Your instructions. Of the lines below, reproduce exactly those from the line containing "For every instance of the stainless" to the end, including both the first and the last.

-- Extracted data follows --

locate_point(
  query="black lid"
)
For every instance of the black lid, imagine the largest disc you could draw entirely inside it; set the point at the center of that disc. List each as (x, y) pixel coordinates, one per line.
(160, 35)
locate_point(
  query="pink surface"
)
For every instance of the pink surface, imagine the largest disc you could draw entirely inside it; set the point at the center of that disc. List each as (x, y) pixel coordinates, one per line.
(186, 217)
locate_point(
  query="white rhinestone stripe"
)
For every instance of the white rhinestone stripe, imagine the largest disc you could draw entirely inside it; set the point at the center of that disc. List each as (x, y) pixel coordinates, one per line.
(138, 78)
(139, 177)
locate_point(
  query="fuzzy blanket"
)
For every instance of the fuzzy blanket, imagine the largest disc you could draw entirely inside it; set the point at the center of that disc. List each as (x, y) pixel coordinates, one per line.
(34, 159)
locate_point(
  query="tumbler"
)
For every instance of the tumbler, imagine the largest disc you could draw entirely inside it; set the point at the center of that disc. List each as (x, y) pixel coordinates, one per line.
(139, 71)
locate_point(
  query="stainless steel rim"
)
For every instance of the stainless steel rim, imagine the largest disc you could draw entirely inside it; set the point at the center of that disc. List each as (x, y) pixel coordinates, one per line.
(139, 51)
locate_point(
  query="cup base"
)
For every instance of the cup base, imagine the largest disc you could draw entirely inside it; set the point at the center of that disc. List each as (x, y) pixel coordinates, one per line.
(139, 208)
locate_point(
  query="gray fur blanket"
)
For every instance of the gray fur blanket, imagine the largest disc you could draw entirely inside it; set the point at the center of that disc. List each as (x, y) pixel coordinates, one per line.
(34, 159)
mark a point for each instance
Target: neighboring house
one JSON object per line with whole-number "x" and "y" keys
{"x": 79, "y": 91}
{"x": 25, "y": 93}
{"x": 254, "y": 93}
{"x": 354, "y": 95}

-- Extracted data concluded --

Written answer.
For every instance of the stainless steel rim, imagine the largest disc you could draw entirely inside it; set the point at the center of that disc. List each as (x, y) pixel coordinates, one per line.
(139, 51)
locate_point(
  query="cup base"
)
For every instance of the cup base, imagine the largest disc you could draw entirely inside it; set the point at the center of that disc. List each as (x, y) pixel coordinates, one per line.
(139, 208)
locate_point(
  query="gray fur blanket"
)
For every instance of the gray fur blanket, imagine the largest disc you could draw entirely inside it; set the point at the center of that disc. List each as (x, y) pixel coordinates, one per line.
(34, 159)
mark a point for each instance
Target: neighboring house
one JSON object per line with whole-number "x" and "y" keys
{"x": 79, "y": 91}
{"x": 25, "y": 93}
{"x": 254, "y": 93}
{"x": 354, "y": 95}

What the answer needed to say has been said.